**Instruções do exercício**:
A. Liste todos os elementos da ideologia dos regimes totalitários que, segundo o texto sobre os rituais de veteranos e calouros, os argumentos usados como justificativa fazem lembrar.
B. Prossiga com o texto sobre os rituais de veteranos e calouros a partir da última frase apresentada.

── Texto ──

O que vejo na Paulista me faz lembrar da juventude hitlerista retratada no filme da Leni Riefenstahl. Os argumentos utilizados como justificativa me fazem lembrar ainda mais de parte da ideologia dos regimes totalitários da primeira metade do século XX: a tradição, o ritual de ingresso, o pertencimento, a submissão à hierarquia e à autoridade. É parte do nosso arcaísmo tecnicamente equipado - que por fim achamos natural, como natural achamos tantas coisas que até ontem nos eram absurdas. E se em algumas sociedades tradicionais esses ritos se justificam, no século XXI sua permanência na sociedade brasileira é justificada em nome de valores que não podem ser enunciados abertamente.   

As violências - físicas, muitas vezes, verbal e simbólica praticamente sempre - não são apenas de veteranos sobre calouros, essas violências são da instituição "Universidade brasileira" (e das classes que têm acesso a elas) sobre uma parcela da população. Afinal, quem é a figura que habitualmente fica nos sinais pedindo dinheiro se não uma população extremamente carente e sem quaisquer perspectivas, pouco importa a idade? Crianças, jovens, adultos e velhos são escarnecidos (quando não surrados, como aconteceu com alunos do Mackenzie Campinas anos atrás) por aqueles que em breve estarão em postos de poder. Há uma pseudo-inversão de papéis, simulacro de rituais encontrados em muitas sociedades tradicionais. Pseudo porque se os jovens têm um dia de mendigo, para à noite voltarem à normalidade, os mendigos não têm direito a um dia de classe média, com aulas, passeio no shopping para compras, refeições sofisticadas. Não apenas por isso, essa inversão também é falsa porque esses jovens universitários não são postos em contato com esse Outro que é o marginalizado: a humilhação inverte o sinal e se torna motivo de orgulho, se torna uma grande festa: a celebração da miséria e exclusão.

───
── Material apresentado ──

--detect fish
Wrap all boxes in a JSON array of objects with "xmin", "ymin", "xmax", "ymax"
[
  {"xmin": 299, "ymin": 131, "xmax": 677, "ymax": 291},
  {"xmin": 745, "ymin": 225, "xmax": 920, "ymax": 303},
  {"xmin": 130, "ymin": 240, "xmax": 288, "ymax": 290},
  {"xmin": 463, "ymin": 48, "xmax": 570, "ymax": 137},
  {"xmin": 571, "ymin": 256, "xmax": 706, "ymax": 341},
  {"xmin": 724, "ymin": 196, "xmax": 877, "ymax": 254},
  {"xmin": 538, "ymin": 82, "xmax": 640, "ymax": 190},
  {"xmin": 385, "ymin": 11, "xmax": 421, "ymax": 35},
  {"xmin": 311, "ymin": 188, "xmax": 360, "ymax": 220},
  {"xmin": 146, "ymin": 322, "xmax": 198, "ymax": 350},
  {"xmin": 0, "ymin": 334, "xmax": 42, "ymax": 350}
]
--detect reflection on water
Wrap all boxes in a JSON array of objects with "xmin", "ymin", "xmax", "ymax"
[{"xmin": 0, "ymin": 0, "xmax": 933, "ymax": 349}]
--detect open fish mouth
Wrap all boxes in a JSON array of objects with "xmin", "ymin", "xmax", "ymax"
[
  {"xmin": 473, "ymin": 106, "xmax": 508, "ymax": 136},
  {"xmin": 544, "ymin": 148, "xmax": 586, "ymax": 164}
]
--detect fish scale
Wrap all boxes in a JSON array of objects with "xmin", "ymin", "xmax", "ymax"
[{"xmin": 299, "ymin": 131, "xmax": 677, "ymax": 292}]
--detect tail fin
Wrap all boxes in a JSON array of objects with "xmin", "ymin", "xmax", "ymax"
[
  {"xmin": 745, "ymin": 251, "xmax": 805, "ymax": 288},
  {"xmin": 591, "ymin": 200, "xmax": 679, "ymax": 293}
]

───

**Respostas**:
A. a tradição; o ritual de ingresso; o pertencimento; a submissão à hierarquia e à autoridade

B.
O trote acadêmico, portanto, reafirma uma série de valores arcaicos que ganham outra significação no mundo moderno: reforça a hierarquia numa época em que empresas, partidos políticos, ONGs, fóruns virtuais, etc, têm se utilizado do discurso da horizontalidade (talvez não seja coincidência que as universidades sejam dos ambientes mais refratários a questionar sua hierarquia interna - que o diga o fato de professores e "trabalhadores" das universidades públicas paulista terem cada um seu sindicato); postula a homogeneidade entre as pessoas e apregoa a violência ao diferente, tido também por inferior - o ingressante e, principalmente, o marginalizado. Ele não integra, ao contrário do que imaginam alguns: ele submete. Um interage com as diferenças e descobre nelas suas riquezas, o outro as anula, amparado por um discurso do medo ou da superioridade. A universidade brasileira, ao não tomar atitudes para coibir o trote se torna cúmplice dele, e empresta sua legitimidade aos valores implícitos, difundidos e aceitos por toda a sociedade.   

Um jovem agredido e humilhado por um bando que se crê superior por qualquer motivo cretino, para "aprender seu lugar": pode ser um menor despido e preso a um poste, por ser pobre e negro; pode ser uma jovem de roupa rasgada, andando de "elefantinho", com uma placa humilhante presa pescoço, simulando sexo oral em uma banana, por ser caloura.     

São Paulo, 15 de fevereiro de 2014.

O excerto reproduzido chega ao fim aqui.